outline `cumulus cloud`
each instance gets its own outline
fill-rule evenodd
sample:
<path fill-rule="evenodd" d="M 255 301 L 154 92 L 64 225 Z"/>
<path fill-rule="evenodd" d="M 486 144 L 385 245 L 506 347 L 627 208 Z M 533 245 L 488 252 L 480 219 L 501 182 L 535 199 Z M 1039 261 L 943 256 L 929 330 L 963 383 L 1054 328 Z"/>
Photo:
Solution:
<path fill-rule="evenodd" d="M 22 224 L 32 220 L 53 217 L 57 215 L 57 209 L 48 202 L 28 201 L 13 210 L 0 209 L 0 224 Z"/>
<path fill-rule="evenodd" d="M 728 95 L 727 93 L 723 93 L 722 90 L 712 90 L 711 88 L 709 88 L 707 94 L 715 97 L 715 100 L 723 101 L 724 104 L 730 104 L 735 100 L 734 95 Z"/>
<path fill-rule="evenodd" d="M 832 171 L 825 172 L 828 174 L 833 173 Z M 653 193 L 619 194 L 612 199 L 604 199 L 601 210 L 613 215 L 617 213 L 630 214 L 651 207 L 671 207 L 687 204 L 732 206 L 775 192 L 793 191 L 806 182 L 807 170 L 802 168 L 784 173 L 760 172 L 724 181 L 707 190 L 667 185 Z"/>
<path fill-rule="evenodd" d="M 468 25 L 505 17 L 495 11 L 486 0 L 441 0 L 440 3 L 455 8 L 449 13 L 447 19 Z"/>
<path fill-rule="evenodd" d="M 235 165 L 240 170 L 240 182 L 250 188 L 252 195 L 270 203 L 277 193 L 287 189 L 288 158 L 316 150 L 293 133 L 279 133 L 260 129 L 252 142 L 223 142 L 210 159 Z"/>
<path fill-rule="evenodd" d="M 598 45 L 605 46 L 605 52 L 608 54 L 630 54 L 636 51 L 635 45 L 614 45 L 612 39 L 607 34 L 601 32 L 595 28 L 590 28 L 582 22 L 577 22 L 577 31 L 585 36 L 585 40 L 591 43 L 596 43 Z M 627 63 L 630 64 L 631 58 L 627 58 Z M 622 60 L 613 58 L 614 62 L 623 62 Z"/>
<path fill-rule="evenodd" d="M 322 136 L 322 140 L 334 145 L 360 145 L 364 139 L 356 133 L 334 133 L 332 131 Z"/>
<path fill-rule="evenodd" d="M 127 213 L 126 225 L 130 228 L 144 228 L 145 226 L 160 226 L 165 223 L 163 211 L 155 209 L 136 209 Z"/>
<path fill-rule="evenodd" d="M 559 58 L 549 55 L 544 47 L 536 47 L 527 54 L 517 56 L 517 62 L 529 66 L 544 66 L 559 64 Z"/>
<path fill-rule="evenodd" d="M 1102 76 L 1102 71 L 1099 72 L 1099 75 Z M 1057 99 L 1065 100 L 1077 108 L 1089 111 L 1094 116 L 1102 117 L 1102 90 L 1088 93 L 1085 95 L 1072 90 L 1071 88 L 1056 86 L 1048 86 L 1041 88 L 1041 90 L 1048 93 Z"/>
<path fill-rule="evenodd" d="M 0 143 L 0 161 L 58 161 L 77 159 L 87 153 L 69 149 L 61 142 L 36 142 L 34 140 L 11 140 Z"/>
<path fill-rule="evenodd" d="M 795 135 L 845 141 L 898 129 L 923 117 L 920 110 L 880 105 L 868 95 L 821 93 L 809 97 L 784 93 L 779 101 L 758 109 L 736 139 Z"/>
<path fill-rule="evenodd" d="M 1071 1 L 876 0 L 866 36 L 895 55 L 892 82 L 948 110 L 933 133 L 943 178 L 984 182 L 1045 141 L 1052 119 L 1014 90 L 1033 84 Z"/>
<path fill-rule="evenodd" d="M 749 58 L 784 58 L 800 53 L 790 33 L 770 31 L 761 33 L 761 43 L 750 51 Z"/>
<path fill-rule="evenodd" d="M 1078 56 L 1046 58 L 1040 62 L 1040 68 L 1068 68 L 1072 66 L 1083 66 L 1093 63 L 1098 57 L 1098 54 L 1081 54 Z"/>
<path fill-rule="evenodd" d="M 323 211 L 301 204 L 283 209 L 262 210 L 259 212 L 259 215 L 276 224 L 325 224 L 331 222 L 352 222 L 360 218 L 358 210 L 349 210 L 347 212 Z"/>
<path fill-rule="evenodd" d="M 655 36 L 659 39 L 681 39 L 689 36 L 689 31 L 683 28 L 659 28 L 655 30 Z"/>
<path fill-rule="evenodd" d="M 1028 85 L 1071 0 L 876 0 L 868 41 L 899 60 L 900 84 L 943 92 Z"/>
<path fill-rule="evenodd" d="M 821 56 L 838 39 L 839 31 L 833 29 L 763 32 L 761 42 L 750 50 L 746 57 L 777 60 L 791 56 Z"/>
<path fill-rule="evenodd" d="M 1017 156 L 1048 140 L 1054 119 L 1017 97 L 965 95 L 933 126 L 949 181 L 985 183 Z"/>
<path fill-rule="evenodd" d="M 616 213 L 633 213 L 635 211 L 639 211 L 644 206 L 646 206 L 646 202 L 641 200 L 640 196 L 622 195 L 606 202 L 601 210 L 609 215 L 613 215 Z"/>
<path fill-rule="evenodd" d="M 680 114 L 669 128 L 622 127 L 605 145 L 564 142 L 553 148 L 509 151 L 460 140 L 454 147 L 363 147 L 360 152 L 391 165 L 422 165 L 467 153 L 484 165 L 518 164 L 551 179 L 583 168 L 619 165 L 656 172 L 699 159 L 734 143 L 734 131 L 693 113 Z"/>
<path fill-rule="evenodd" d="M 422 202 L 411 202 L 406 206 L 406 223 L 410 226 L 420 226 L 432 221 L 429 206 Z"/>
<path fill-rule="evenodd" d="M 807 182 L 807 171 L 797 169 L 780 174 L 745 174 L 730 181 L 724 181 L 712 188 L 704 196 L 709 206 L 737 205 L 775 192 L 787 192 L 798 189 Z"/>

> **Required work**
Copy out each line exactly.

> **Output below**
outline `cumulus cloud`
each instance gets its own outline
fill-rule evenodd
sample:
<path fill-rule="evenodd" d="M 255 301 L 154 92 L 64 225 Z"/>
<path fill-rule="evenodd" d="M 486 144 L 385 245 L 506 347 L 627 208 Z M 533 245 L 488 252 L 480 219 L 501 182 L 535 199 Z M 1039 261 L 943 256 L 929 330 L 963 383 L 1054 328 Z"/>
Photo:
Solution:
<path fill-rule="evenodd" d="M 22 224 L 32 220 L 53 217 L 57 215 L 57 209 L 48 202 L 28 201 L 13 210 L 0 209 L 0 224 Z"/>
<path fill-rule="evenodd" d="M 728 95 L 727 93 L 723 93 L 722 90 L 712 90 L 711 88 L 709 88 L 707 94 L 715 97 L 715 100 L 723 101 L 724 104 L 730 104 L 735 100 L 734 95 Z"/>
<path fill-rule="evenodd" d="M 832 171 L 825 172 L 828 174 L 833 173 Z M 653 193 L 619 194 L 612 199 L 604 199 L 601 210 L 613 215 L 617 213 L 630 214 L 651 207 L 671 207 L 687 204 L 732 206 L 775 192 L 793 191 L 806 182 L 807 170 L 802 168 L 784 173 L 760 172 L 724 181 L 707 190 L 667 185 Z"/>
<path fill-rule="evenodd" d="M 468 25 L 505 17 L 495 11 L 486 0 L 441 0 L 440 3 L 455 8 L 449 13 L 447 19 Z"/>
<path fill-rule="evenodd" d="M 235 165 L 240 170 L 240 182 L 250 188 L 252 195 L 270 203 L 277 193 L 287 189 L 288 158 L 316 150 L 293 133 L 279 133 L 260 129 L 252 142 L 223 142 L 210 159 Z"/>
<path fill-rule="evenodd" d="M 598 45 L 605 46 L 605 52 L 608 54 L 630 54 L 636 51 L 635 45 L 614 45 L 612 39 L 607 34 L 601 32 L 595 28 L 590 28 L 582 22 L 577 22 L 577 31 L 585 36 L 585 40 L 591 43 L 596 43 Z M 627 63 L 630 64 L 631 58 L 627 58 Z M 622 60 L 613 58 L 614 62 L 623 62 Z"/>
<path fill-rule="evenodd" d="M 322 136 L 322 140 L 334 145 L 360 145 L 364 139 L 356 133 L 334 133 L 332 131 Z"/>
<path fill-rule="evenodd" d="M 127 213 L 126 225 L 130 228 L 144 228 L 145 226 L 160 226 L 165 223 L 163 211 L 155 209 L 136 209 Z"/>
<path fill-rule="evenodd" d="M 559 58 L 549 55 L 544 47 L 536 47 L 527 54 L 517 56 L 517 62 L 529 66 L 544 66 L 559 64 Z"/>
<path fill-rule="evenodd" d="M 1102 76 L 1102 71 L 1099 72 L 1099 75 Z M 1057 99 L 1065 100 L 1077 108 L 1089 111 L 1094 116 L 1102 117 L 1102 90 L 1088 93 L 1085 95 L 1072 90 L 1071 88 L 1056 86 L 1048 86 L 1041 88 L 1041 90 L 1048 93 Z"/>
<path fill-rule="evenodd" d="M 0 143 L 0 161 L 58 161 L 77 159 L 87 153 L 69 149 L 61 142 L 36 142 L 34 140 L 11 140 Z"/>
<path fill-rule="evenodd" d="M 795 135 L 845 141 L 898 129 L 923 117 L 920 110 L 880 105 L 868 95 L 821 93 L 809 97 L 784 93 L 779 101 L 758 109 L 736 139 Z"/>
<path fill-rule="evenodd" d="M 1071 1 L 876 0 L 866 36 L 895 55 L 892 82 L 948 110 L 933 133 L 943 178 L 984 182 L 1045 141 L 1052 119 L 1014 90 L 1033 84 Z"/>
<path fill-rule="evenodd" d="M 749 58 L 784 58 L 800 53 L 790 33 L 770 31 L 761 33 L 761 43 L 750 51 Z"/>
<path fill-rule="evenodd" d="M 1078 56 L 1046 58 L 1040 62 L 1040 68 L 1068 68 L 1072 66 L 1083 66 L 1093 63 L 1098 57 L 1098 54 L 1081 54 Z"/>
<path fill-rule="evenodd" d="M 323 211 L 301 204 L 283 209 L 262 210 L 259 212 L 259 215 L 276 224 L 325 224 L 331 222 L 352 222 L 360 218 L 358 210 L 349 210 L 347 212 Z"/>
<path fill-rule="evenodd" d="M 655 36 L 659 39 L 681 39 L 689 36 L 689 31 L 683 28 L 659 28 L 655 30 Z"/>
<path fill-rule="evenodd" d="M 1028 85 L 1071 0 L 876 0 L 868 41 L 899 60 L 900 84 L 943 92 Z"/>
<path fill-rule="evenodd" d="M 821 56 L 838 39 L 839 31 L 833 29 L 763 32 L 761 42 L 750 50 L 746 57 L 777 60 L 791 56 Z"/>
<path fill-rule="evenodd" d="M 1017 156 L 1048 140 L 1054 119 L 1017 97 L 965 95 L 933 126 L 949 181 L 985 183 Z"/>
<path fill-rule="evenodd" d="M 616 213 L 633 213 L 635 211 L 639 211 L 644 206 L 646 206 L 646 202 L 641 200 L 640 196 L 622 195 L 606 202 L 601 210 L 609 215 L 613 215 Z"/>
<path fill-rule="evenodd" d="M 680 114 L 669 128 L 622 127 L 605 145 L 564 142 L 553 148 L 509 151 L 460 140 L 454 147 L 363 147 L 360 152 L 391 165 L 422 165 L 467 153 L 484 165 L 518 164 L 551 179 L 583 168 L 619 165 L 656 172 L 699 159 L 734 143 L 734 131 L 693 113 Z"/>
<path fill-rule="evenodd" d="M 422 202 L 411 202 L 406 206 L 406 223 L 410 226 L 420 226 L 432 221 L 429 206 Z"/>
<path fill-rule="evenodd" d="M 807 182 L 807 171 L 797 169 L 780 174 L 745 174 L 730 181 L 724 181 L 712 188 L 704 196 L 709 206 L 737 205 L 775 192 L 787 192 L 798 189 Z"/>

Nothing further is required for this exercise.